[PAGE EXTRACT start]
Stumbling and Mumbling

The death of free market ideology

chris dillow
Publish date: Thu, 23 Sep 2021, 03:32 PM
chris dillow
0 2,773
An extremist, not a fanatic

Free market economics is dead as a political idea.

The government's subsidy to CF Industries to ensure that it supplies a product that is (checks notes) soaring in price is just one of several examples of this. It has also introduced trade barriers within the UK, an almost unprecedent move for any developed nation in modern times. Even before the rise in National Insurance, it was planning on raising the share of taxes in GDP to what the OBR says would be "its highest level since Roy Jenkins was Chancellor in the late 1960s." And you can interpret all the talk of "levelling up" (and it is all talk) as a renunciation of the free market idea that companies will relocate to areas where land and labour are relatively cheap.

All of this fits with Johnson's "fuck business" remark; his renunciation of the European single market; and wilful increase in political uncertainty. What we have here is a flat rejection of Thatcherism.
[PAGE EXTRACT end]
[RECORDED DATA start]
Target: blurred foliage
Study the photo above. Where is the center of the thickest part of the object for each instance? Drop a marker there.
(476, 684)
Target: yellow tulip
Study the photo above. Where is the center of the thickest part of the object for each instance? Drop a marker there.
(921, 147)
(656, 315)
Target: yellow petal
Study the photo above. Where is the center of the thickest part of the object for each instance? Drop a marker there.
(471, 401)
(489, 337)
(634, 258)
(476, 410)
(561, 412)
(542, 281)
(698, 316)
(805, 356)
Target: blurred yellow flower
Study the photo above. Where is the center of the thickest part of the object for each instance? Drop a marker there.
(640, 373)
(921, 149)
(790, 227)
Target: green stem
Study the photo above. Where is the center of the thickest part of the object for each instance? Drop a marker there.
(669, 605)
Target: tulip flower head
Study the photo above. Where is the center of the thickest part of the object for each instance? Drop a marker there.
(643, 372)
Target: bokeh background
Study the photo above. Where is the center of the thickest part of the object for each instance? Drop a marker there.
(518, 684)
[RECORDED DATA end]
[RECORDED DATA start]
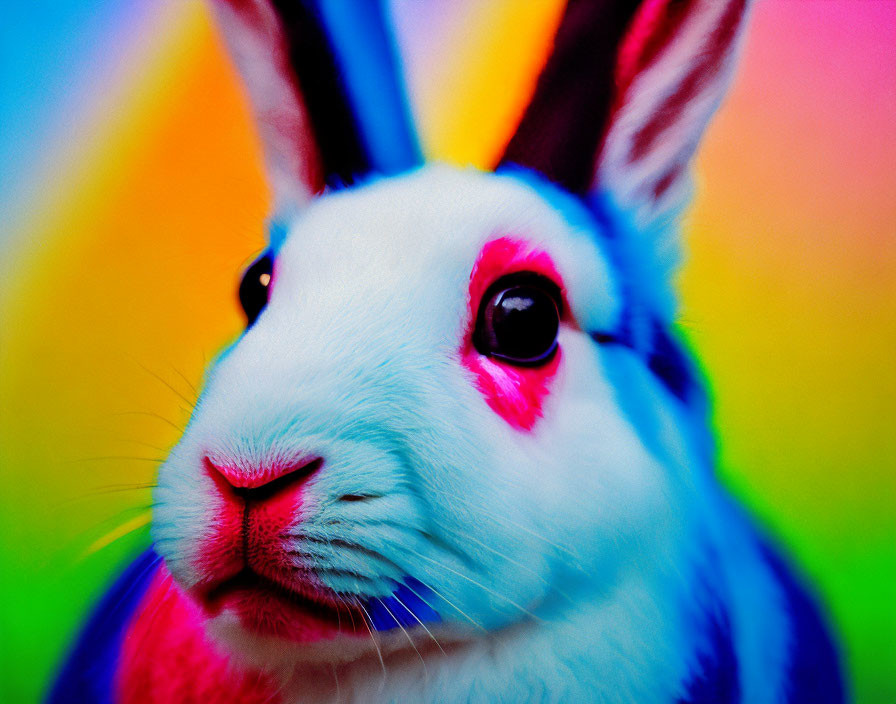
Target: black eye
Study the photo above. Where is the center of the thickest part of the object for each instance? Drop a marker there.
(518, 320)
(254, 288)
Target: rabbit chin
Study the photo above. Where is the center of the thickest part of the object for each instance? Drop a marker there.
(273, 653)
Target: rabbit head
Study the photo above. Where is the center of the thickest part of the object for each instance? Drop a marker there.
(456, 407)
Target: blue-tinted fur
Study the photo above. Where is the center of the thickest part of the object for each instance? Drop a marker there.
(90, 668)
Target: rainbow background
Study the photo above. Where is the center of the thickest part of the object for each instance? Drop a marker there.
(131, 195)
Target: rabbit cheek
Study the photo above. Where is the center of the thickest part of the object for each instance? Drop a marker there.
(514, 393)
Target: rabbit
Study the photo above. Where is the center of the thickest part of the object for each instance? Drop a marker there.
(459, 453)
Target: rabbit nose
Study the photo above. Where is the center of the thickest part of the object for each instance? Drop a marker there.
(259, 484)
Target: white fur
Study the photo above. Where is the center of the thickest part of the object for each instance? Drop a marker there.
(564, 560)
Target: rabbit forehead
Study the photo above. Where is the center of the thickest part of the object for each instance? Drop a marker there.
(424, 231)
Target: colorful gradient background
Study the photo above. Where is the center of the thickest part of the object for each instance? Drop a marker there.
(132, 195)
[RECORDED DATA end]
[RECORDED DATA start]
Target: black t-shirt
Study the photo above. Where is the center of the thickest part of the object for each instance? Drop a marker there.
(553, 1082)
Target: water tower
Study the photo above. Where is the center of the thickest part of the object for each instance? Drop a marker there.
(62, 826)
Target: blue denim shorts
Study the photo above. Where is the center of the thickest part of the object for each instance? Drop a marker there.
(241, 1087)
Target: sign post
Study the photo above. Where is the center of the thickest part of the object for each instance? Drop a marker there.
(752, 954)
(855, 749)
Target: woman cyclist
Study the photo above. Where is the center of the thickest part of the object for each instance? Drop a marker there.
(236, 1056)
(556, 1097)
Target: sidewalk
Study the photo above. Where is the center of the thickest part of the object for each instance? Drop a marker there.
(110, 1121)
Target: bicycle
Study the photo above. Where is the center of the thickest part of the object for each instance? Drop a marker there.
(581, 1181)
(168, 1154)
[RECORDED DATA end]
**DIRECTION:**
Retype the part of the free market ideology post above, starting with "The government's subsidy" and going on through "are relatively cheap.".

**TASK ANSWER:**
The government's subsidy to CF Industries to ensure that it supplies a product that is (checks notes) soaring in price is just one of several examples of this. It has also introduced trade barriers within the UK, an almost unprecedent move for any developed nation in modern times. Even before the rise in National Insurance, it was planning on raising the share of taxes in GDP to what the OBR says would be "its highest level since Roy Jenkins was Chancellor in the late 1960s." And you can interpret all the talk of "levelling up" (and it is all talk) as a renunciation of the free market idea that companies will relocate to areas where land and labour are relatively cheap.